═══ EXCERPT PROVIDED
This looks weird, but peeking at the prototypes of the involved functions might help clear things up:

/\*\* adds a job functor

    @param functor
    Functor to call when job is to be executed

    @param prerequisites
    Vector of indices into the job queue, that must be processed
    strictly before this job. Permitted to use not-yet-existing 
    indices.
 \*/
template job_queue::add_job( Func               functor,
                                            vector const& prerequisites );

and

/\*\* calculates cell value

    @param io_results
    In/out result vector. Receives resulting cell value, and is used
    to read referenced cell's input values.

    @param content
    Cell content

    @param cell_index
    Index of cell to process
 \*/
parse_step_2( vector& io_results,
              string const&   content,
              int             cell_num );

This job queue can then decide, either globally or via policies, what to do in various situations:

    Circular dependencies: either refuse working on such a job, or use a default value for an arbitrary member of the cycle (to break it)
══════
═══ PROVIDED RECORDS
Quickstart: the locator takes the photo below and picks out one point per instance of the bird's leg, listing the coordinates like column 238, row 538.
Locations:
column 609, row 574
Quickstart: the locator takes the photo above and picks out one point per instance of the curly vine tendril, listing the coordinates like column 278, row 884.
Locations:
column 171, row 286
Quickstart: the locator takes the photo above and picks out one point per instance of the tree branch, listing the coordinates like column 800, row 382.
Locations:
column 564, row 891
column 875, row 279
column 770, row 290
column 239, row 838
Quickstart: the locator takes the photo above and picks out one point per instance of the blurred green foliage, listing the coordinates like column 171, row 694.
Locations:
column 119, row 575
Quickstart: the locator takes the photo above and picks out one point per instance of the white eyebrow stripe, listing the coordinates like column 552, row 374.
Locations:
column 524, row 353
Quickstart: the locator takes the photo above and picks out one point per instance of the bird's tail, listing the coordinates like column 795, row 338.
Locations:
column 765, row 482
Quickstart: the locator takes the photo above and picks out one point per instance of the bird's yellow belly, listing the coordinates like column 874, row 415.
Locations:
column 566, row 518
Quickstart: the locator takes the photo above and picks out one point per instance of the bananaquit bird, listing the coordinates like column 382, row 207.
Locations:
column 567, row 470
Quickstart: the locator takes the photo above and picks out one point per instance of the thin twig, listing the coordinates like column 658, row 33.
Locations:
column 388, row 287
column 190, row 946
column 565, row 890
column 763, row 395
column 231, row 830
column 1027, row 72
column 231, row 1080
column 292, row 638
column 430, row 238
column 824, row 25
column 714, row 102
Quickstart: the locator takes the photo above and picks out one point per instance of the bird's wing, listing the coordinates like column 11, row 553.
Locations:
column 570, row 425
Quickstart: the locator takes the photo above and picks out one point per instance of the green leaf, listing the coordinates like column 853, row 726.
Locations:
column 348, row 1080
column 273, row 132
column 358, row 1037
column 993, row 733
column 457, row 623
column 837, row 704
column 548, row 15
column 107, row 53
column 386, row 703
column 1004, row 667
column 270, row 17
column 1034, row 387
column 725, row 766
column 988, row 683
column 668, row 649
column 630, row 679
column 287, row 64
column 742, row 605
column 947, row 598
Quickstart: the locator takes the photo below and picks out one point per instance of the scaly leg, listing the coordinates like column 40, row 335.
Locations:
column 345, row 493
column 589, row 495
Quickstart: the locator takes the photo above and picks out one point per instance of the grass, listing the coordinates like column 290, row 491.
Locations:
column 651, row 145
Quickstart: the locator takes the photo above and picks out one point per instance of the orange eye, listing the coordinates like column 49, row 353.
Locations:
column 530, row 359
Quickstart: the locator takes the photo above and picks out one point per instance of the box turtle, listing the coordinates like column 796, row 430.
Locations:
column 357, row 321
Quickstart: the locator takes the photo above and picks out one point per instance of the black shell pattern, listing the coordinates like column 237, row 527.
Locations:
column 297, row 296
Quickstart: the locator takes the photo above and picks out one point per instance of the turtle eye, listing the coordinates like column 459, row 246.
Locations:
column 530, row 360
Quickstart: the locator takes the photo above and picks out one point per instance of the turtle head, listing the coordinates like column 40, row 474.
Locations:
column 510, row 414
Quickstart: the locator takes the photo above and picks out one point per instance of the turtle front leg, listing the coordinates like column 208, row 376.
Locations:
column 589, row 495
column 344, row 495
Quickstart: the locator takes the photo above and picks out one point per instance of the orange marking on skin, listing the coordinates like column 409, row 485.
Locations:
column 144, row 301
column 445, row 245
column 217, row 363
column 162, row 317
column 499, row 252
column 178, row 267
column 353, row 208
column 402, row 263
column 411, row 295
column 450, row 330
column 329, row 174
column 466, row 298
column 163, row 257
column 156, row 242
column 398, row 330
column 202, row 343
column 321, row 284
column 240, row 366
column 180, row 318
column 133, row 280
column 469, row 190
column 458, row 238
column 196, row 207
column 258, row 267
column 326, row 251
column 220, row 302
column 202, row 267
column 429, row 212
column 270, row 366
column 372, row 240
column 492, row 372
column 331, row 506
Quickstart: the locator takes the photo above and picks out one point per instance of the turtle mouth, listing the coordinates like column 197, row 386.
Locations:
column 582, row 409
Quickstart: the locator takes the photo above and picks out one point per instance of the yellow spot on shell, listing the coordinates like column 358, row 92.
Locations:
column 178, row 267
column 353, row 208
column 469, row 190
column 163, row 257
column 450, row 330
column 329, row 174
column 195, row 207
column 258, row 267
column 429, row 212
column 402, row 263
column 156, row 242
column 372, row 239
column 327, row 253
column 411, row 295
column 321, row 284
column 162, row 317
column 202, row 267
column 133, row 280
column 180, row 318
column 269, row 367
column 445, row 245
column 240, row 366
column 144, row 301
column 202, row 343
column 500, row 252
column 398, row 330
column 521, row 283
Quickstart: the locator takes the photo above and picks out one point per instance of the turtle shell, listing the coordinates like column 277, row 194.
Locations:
══════
## [THE TASKS]
1/ Locate every line in the rows that contains the string "shell", and copy each of those lines.
2/ Resume the job queue text right after its final line.
The job queue text and the rows were taken from unrelated sources.

## [TASK RESPONSES]
1/
Quickstart: the locator takes the photo above and picks out one point per instance of the black shell pattern, listing the coordinates like column 237, row 527.
Quickstart: the locator takes the photo above and picks out one point per instance of the yellow spot on shell, listing the coordinates like column 358, row 92.
Quickstart: the locator takes the photo above and picks out one point per instance of the turtle shell, listing the coordinates like column 277, row 194.

2/
    Whether to execute jobs in parallel or not. Depending on the number of cores available (both physically and load-wise), the queue could decide to stay single-threaded, if the number of jobs is low, or multi-threaded for a larger number of jobs. Note that this decision might be highly influenced by the amount of work a single job involves, and therefore external hints to the queue might be necessary. Kudos to mhu for the hint, that it's wise to parallelize ten jobs that take one hour each, but not so for twenty jobs that only take a few microseconds to complete.

At any rate, fine-tuning this to various hardware, operating systems and deployment settings is much easier than for manual thread creations. Plus, given a few (falsifiable) attributes of the functions called, it's also much safer.

Saturday Nov 04, 2006

OOo my Threading (2)

I've already talked a bit about status quo of threading in OOo, and listed some largely useful stuff that others have been doing to remedy the problems shared-state multi-threading poses.

Why not going further? If there's a way to know that a function is pure, or that an object is thread-safe, then it would be nice to have automatic parallelization employed. The underlying issue that needs to be controlled here are races - prohibiting unserialized access to shared state. So, either a function is pure, i.e. does not depend on shared state at all, or the called subsystem takes care of itself against concurrent modification (this is most easily achieved by the environment concept of the UNO threading framework: the UNO runtime implicitely serializes external access to thread-unsafe appartements).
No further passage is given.